##### KUTIPAN SUMBER #####

Home » Fikih » Jual Beli Tebasan dan Permasalahannya

Jual Beli Tebasan dan Permasalahannya

Download versi pdf

Di kalangan petani lazim dikenal penjualan hasil penen dengan cara tebasan. Dari tinjauan bahasa, tebasan adalah pembelian hasil tanaman sebelum dipetik. Dalam praktik, tebasan dilakukan, biasanya oleh tengkulak, dengan cara membeli hasil pertanian atau perkebunan sebelum masa penen. Pengertian membeli dalam hal ini bisa diartikan dua hal.

Pertama, tengkulak benar-benar melakukan transaksi jual-beli dengan petani pada saat biji tanaman atau buah dari pohon sudah tampak tetapi belum layak panen. Setelah transaksi, tengkulak tidak langsung memanen biji atau buah tersebut, melainkan menunggu hingga biji atau buah sudah layak panen. Dan pada saat itulah tengkulak baru mengambil biji atau buah yang sudah dibelinya. Contoh kasus: seorang tengkulak mendatangi petani pada saat tanaman padi sudah mengeluarkan bulirnya tetapi belum berisi, atau sudah berisi tetapi belum cukup keras untuk bisa dipanen. Setelah bernegosiasi akhirnya tengkulak dan petani sepakat untuk mengadakan transaki jual-beli tanaman padi seluas sekian hektar dengan harga sekian juta rupiah. Dengan atau tanpa diucapkan dalam transaksi, kedua belah pihak telah memiliki kesepahaman bahwa padi baru diambil si tengkulak setelah layak panen. Kesepahaman ini muncul karena tradisi atau karena harga yang disepakati mengindikasikan bahwa si tengkulak memang bermaksud membeli gabah dan bukan batang padi (jawa:dami).

##### DATA YANG DIBERIKAN #####

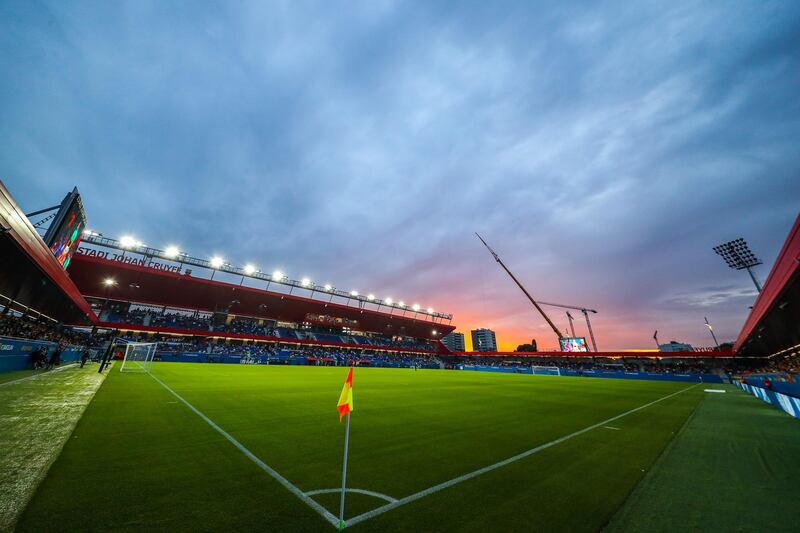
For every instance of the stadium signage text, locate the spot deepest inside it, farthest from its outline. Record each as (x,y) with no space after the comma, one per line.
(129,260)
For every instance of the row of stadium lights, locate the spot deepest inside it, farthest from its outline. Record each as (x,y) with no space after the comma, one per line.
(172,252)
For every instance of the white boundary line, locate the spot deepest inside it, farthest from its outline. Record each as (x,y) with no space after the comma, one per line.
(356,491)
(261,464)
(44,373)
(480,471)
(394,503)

#####
##### DATA YANG DIBERIKAN #####

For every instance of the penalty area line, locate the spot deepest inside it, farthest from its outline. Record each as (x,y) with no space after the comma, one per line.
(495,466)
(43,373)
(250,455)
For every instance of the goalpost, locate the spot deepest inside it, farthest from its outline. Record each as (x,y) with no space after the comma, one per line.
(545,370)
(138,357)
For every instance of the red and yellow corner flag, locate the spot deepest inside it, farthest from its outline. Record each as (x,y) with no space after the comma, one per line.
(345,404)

#####

▶ _PETUNJUK DAN KETENTUAN_:
Salin kembali seluruh teks tentang jual beli tebasan di atas tanpa mengubah satu huruf atau tanda baca pun.

▶ _JAWABAN LATIHAN_:
Home » Fikih » Jual Beli Tebasan dan Permasalahannya

Jual Beli Tebasan dan Permasalahannya

Download versi pdf

Di kalangan petani lazim dikenal penjualan hasil penen dengan cara tebasan. Dari tinjauan bahasa, tebasan adalah pembelian hasil tanaman sebelum dipetik. Dalam praktik, tebasan dilakukan, biasanya oleh tengkulak, dengan cara membeli hasil pertanian atau perkebunan sebelum masa penen. Pengertian membeli dalam hal ini bisa diartikan dua hal.

Pertama, tengkulak benar-benar melakukan transaksi jual-beli dengan petani pada saat biji tanaman atau buah dari pohon sudah tampak tetapi belum layak panen. Setelah transaksi, tengkulak tidak langsung memanen biji atau buah tersebut, melainkan menunggu hingga biji atau buah sudah layak panen. Dan pada saat itulah tengkulak baru mengambil biji atau buah yang sudah dibelinya. Contoh kasus: seorang tengkulak mendatangi petani pada saat tanaman padi sudah mengeluarkan bulirnya tetapi belum berisi, atau sudah berisi tetapi belum cukup keras untuk bisa dipanen. Setelah bernegosiasi akhirnya tengkulak dan petani sepakat untuk mengadakan transaki jual-beli tanaman padi seluas sekian hektar dengan harga sekian juta rupiah. Dengan atau tanpa diucapkan dalam transaksi, kedua belah pihak telah memiliki kesepahaman bahwa padi baru diambil si tengkulak setelah layak panen. Kesepahaman ini muncul karena tradisi atau karena harga yang disepakati mengindikasikan bahwa si tengkulak memang bermaksud membeli gabah dan bukan batang padi (jawa:dami).